Exercise requirements: Copy out the lines starting at the one containing "Rules: pick out each instance of the concrete piling" and ending after the one containing "[[261, 118], [113, 67], [435, 163], [13, 64]]", requests included, but shift every coordinate in the answers up by 113.

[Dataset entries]

— begin —

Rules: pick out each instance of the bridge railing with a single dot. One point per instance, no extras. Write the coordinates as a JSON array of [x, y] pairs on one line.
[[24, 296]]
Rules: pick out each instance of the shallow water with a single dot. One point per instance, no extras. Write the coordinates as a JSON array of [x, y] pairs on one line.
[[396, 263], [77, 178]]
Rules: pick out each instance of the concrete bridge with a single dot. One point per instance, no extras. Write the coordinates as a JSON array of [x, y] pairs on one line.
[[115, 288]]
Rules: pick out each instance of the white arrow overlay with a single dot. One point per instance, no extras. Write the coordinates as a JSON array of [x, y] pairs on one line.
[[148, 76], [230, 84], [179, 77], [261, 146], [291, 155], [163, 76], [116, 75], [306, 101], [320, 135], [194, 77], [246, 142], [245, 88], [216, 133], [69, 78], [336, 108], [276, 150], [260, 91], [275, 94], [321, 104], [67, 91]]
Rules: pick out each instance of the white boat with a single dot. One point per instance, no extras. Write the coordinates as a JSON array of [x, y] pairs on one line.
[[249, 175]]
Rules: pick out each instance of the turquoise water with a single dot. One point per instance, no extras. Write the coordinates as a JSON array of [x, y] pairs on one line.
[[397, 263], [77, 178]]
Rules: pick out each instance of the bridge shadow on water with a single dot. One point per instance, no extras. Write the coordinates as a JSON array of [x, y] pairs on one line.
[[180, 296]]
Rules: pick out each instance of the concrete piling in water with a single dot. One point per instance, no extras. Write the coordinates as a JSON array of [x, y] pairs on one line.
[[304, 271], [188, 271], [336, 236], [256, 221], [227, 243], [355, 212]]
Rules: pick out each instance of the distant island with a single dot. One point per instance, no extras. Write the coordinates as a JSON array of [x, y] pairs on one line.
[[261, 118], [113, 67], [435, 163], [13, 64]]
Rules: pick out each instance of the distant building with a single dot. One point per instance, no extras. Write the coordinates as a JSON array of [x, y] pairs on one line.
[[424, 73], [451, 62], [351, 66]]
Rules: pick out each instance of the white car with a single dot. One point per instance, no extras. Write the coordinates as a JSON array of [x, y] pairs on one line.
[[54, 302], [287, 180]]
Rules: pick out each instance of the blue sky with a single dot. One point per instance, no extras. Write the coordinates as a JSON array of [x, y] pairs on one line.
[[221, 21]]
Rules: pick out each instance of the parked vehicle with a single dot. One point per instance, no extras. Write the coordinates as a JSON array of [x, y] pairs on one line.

— end —

Result of the task:
Rules: pick out each instance of the concrete piling in water with a single dot. One point per instance, no extras. Write the coordinates as a JSON array of [x, y] pairs on one line.
[[417, 384], [301, 384], [449, 349], [369, 334], [340, 356], [468, 325]]
Rules: pick out each instance of the distant island with a single dot. One point per instance, no extras. Write the coordinates as a JSON array of [x, y] pairs on one line.
[[374, 231], [226, 180], [548, 276], [126, 177]]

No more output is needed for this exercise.